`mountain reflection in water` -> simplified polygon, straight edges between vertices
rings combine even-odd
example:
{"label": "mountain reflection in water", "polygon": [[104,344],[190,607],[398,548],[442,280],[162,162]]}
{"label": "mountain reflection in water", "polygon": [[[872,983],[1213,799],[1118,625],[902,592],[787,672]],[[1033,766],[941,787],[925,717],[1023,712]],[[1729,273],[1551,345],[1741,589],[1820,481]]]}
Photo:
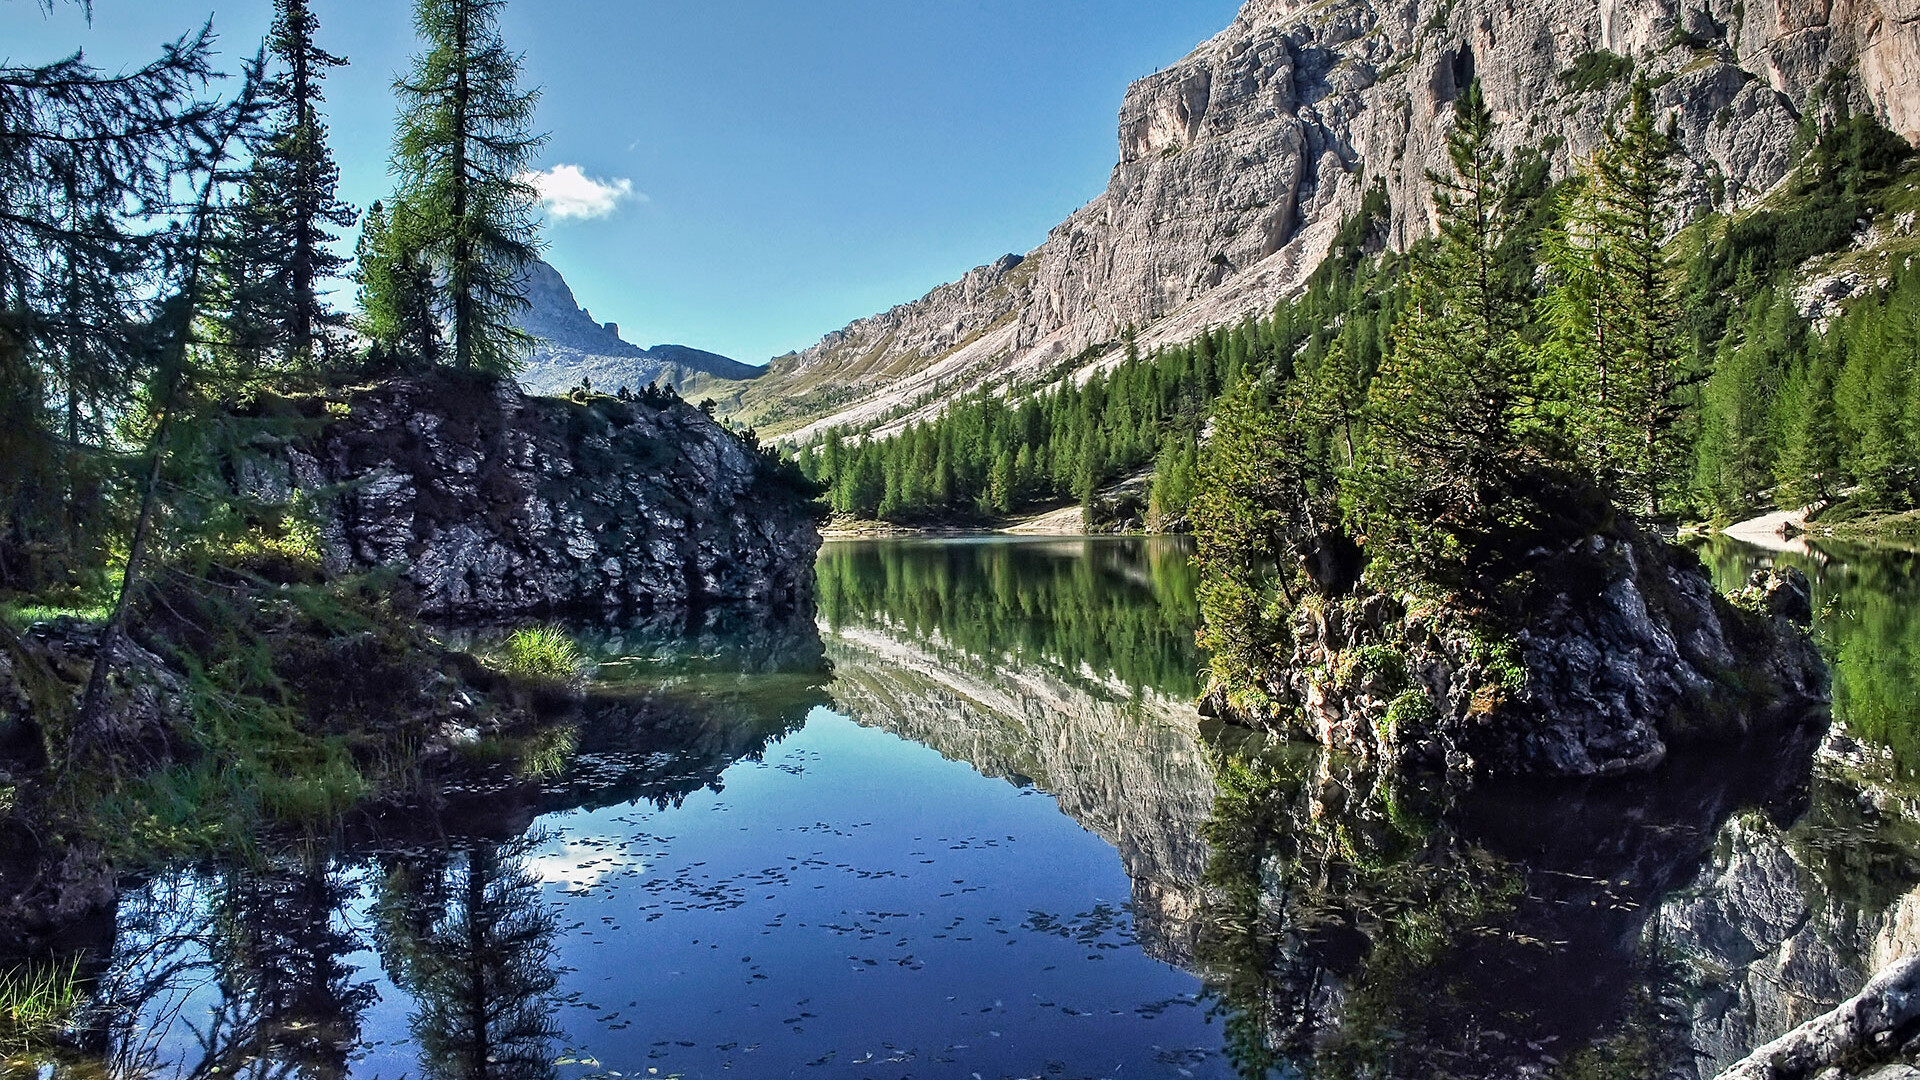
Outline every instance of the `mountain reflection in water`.
{"label": "mountain reflection in water", "polygon": [[1461,792],[1203,721],[1187,552],[830,544],[817,620],[577,628],[549,770],[128,883],[57,1071],[1697,1080],[1920,946],[1907,557],[1807,564],[1832,731]]}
# # #
WORK TASK: Reproduce the listing word for word. Do not carry over the pictures.

ANSWER SECTION:
`mountain reflection in water` -> simplified polygon, straight edges between vertices
rings combine even-odd
example:
{"label": "mountain reflection in water", "polygon": [[104,344],[190,607],[398,548],[442,280],[162,162]]}
{"label": "mountain reflection in water", "polygon": [[[872,983],[1213,799],[1118,625],[902,592],[787,672]],[[1033,766],[941,787],[925,717],[1023,712]],[[1729,273],[1551,345],[1741,589],[1820,481]]]}
Photo:
Outline every instance of the `mountain reflection in water`.
{"label": "mountain reflection in water", "polygon": [[1461,792],[1203,721],[1187,552],[830,544],[817,620],[577,628],[549,770],[128,883],[57,1071],[1697,1080],[1920,946],[1907,557],[1807,564],[1832,731]]}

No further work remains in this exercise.